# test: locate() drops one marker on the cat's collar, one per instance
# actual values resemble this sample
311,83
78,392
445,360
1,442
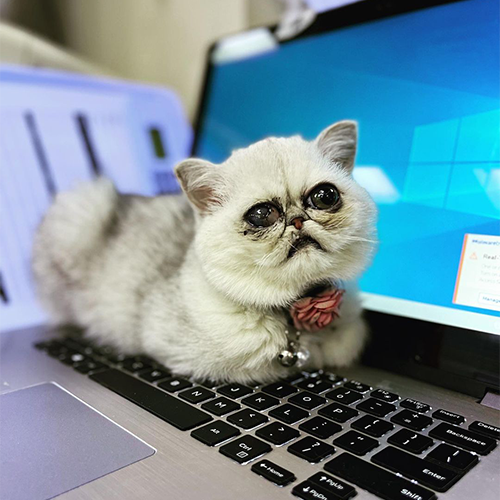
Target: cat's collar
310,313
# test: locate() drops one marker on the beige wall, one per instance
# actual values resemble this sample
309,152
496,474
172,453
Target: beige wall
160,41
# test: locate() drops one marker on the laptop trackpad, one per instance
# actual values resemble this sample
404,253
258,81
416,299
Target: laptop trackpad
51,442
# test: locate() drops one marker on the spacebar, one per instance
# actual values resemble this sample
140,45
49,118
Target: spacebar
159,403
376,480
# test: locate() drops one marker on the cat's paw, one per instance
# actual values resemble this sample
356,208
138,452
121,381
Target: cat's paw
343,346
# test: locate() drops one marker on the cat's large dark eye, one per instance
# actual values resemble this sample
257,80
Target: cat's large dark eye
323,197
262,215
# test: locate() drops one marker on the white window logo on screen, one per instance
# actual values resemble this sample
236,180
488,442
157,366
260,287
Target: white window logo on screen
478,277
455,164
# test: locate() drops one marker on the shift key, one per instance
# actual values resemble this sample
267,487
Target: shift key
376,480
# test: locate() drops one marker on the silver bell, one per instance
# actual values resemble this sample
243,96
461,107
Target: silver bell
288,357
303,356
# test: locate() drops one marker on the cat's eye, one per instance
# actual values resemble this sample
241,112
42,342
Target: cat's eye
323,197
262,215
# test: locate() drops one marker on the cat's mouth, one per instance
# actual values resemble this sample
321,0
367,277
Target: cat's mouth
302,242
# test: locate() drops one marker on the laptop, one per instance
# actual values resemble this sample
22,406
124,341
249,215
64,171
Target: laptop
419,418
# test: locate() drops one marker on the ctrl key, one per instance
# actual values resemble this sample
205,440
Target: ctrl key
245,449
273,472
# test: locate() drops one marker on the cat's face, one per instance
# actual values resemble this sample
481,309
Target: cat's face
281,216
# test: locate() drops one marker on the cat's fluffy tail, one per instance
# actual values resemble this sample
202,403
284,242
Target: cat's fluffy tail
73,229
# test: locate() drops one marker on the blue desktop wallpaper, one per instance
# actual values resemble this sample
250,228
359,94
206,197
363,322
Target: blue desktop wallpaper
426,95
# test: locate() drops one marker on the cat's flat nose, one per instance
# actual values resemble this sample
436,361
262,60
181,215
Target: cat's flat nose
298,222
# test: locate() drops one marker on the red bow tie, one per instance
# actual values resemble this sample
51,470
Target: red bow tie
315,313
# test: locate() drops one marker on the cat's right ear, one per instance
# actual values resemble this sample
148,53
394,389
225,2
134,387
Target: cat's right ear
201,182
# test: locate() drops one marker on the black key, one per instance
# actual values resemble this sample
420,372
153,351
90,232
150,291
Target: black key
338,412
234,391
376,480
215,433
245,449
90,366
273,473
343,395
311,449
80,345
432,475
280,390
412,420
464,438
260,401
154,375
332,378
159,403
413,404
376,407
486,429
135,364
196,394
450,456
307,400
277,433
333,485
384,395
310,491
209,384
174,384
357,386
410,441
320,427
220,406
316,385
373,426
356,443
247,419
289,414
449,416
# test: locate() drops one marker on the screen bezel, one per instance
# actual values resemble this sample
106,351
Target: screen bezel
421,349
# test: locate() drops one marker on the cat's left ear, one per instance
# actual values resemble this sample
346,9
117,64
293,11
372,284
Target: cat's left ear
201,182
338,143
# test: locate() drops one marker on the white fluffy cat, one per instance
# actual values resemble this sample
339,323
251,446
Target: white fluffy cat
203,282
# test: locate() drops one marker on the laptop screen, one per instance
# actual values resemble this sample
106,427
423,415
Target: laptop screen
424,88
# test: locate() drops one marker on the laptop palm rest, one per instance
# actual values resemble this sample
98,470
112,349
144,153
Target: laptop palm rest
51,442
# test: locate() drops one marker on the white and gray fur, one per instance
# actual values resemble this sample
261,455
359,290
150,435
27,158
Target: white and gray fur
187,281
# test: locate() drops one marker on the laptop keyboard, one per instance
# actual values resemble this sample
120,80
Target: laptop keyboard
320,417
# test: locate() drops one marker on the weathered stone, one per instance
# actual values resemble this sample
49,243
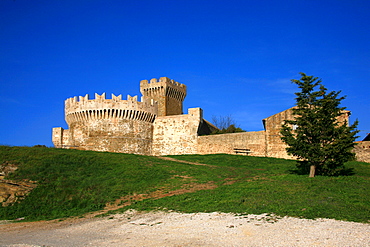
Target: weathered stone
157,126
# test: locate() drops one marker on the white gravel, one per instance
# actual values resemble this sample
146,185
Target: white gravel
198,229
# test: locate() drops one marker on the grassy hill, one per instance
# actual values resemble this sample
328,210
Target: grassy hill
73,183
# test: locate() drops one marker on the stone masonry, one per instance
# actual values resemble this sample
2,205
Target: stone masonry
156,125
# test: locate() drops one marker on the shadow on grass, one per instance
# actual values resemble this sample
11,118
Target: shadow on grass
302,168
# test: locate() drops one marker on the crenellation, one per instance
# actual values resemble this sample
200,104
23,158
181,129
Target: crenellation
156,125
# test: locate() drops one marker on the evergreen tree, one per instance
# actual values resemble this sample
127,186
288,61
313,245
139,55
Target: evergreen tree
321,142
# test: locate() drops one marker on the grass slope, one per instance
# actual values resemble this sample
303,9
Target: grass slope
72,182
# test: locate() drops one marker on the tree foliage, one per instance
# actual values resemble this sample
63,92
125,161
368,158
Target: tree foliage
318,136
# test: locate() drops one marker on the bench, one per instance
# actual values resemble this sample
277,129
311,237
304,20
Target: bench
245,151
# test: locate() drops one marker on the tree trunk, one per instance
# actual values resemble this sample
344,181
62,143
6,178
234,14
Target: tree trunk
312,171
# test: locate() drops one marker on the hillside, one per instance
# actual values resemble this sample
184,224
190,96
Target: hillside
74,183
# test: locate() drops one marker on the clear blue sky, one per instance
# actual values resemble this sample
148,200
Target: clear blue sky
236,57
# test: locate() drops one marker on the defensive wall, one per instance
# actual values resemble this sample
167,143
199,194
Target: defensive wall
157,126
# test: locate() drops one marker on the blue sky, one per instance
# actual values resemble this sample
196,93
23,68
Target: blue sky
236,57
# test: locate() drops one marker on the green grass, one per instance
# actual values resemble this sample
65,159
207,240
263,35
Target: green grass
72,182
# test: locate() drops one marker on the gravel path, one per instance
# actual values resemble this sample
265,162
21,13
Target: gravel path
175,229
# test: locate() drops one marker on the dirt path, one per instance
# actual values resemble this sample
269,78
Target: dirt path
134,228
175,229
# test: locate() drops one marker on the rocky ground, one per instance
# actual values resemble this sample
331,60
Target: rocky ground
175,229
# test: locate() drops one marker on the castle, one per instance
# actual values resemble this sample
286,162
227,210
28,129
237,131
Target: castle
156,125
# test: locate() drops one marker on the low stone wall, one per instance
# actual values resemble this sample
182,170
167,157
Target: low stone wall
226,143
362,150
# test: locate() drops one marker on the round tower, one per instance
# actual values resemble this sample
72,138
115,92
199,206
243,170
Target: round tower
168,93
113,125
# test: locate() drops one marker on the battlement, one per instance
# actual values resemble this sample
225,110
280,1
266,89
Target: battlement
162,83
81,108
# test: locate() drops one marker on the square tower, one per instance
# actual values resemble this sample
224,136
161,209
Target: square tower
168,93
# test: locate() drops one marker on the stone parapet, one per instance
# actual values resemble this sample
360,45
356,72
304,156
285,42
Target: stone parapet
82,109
::::
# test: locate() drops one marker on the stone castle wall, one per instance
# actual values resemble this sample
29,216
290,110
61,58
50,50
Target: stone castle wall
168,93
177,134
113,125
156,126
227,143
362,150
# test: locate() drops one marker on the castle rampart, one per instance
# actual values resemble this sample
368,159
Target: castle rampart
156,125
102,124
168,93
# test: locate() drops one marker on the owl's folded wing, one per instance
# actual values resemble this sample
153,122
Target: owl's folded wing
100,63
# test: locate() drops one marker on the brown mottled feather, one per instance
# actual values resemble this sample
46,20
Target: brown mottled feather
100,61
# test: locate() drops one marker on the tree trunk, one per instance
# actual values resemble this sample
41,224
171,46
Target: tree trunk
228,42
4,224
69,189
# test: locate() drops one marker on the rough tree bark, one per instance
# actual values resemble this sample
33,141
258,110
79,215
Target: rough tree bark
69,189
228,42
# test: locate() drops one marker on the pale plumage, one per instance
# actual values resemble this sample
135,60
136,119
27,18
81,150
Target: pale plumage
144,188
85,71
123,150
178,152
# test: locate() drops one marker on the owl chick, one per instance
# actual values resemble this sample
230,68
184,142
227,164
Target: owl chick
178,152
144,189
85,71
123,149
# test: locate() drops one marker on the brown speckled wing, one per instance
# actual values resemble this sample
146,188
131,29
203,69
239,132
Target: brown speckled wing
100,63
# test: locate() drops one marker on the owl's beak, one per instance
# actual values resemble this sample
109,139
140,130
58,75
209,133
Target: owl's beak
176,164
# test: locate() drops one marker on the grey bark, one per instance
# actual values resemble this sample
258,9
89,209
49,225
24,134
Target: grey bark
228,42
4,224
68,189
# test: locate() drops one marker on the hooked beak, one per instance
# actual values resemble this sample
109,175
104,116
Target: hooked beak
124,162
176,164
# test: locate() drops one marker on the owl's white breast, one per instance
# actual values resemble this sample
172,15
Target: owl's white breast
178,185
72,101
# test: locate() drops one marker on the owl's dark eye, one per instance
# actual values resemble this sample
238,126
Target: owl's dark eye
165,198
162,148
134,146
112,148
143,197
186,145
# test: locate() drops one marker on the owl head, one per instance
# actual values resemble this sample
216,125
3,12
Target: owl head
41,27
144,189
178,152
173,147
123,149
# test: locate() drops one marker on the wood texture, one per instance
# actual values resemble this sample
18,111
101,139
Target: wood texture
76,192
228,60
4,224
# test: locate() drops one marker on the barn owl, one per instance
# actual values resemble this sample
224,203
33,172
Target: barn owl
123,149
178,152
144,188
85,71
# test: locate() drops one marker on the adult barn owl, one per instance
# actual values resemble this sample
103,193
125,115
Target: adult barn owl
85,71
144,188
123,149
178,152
::::
**What is expected**
Gather every line in the rows above that contains the word "black". Case counts, so match uppercase and lowercase letters exactly.

**Finished task**
# test: locate() drops one marker on the black key, one per instance
Target: black key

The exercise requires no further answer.